▸ **YOUR INSTRUCTIONS**
Which of the lines below contain the string "point", with case taken into account? Return each such line in full.

▸ **THE RECORDS**

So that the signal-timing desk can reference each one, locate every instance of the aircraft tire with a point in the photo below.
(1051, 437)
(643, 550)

* * *

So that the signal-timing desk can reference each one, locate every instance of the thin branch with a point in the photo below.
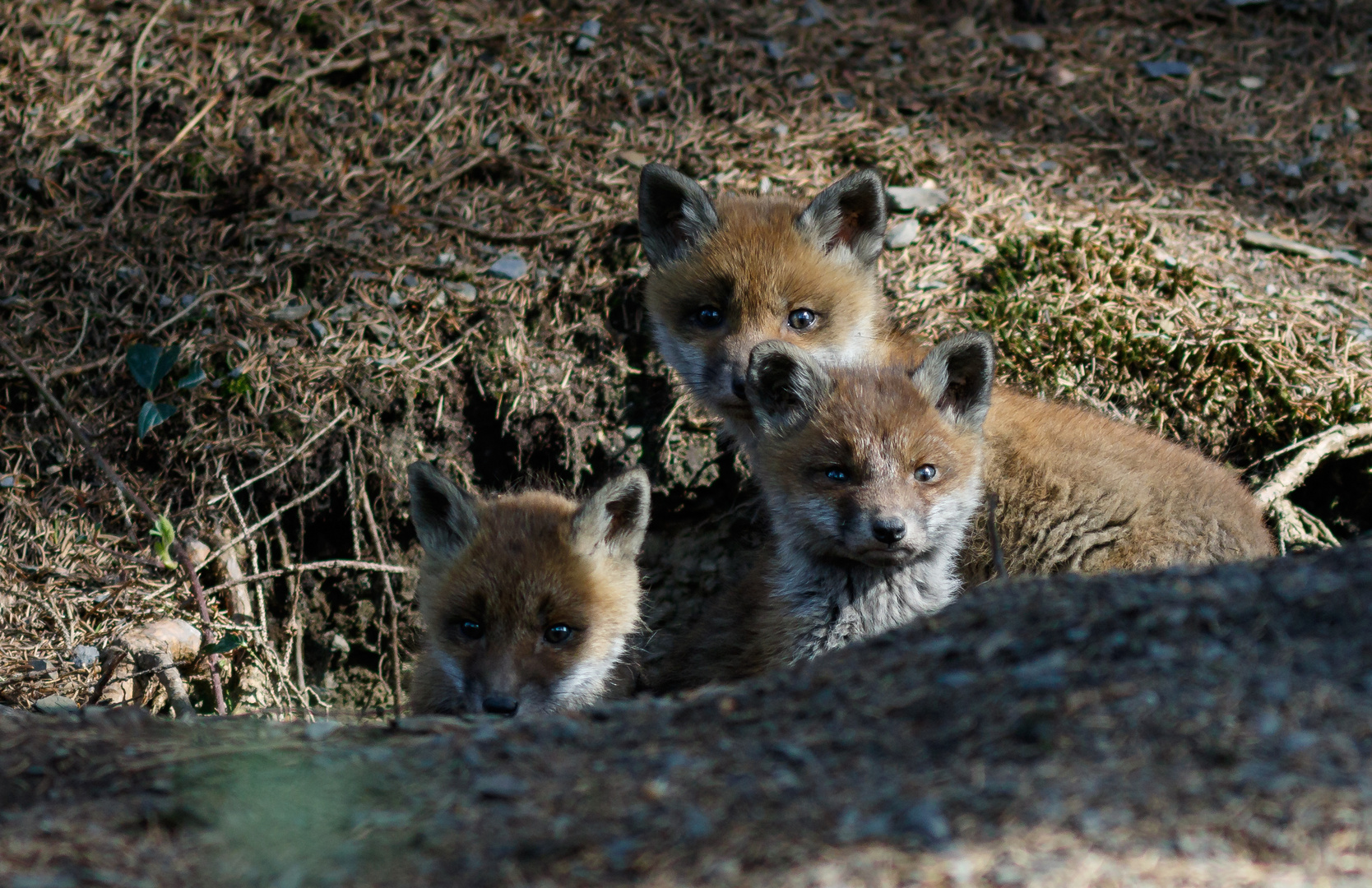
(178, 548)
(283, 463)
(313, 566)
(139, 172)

▸ **THE OUTPUT**
So that the signal-timing desk can reference each one, locate every instance of the aircraft tire with a point in the photo below.
So that the signal-timing desk can reference each one, locate every instance of the thin branch with a point in the photo below.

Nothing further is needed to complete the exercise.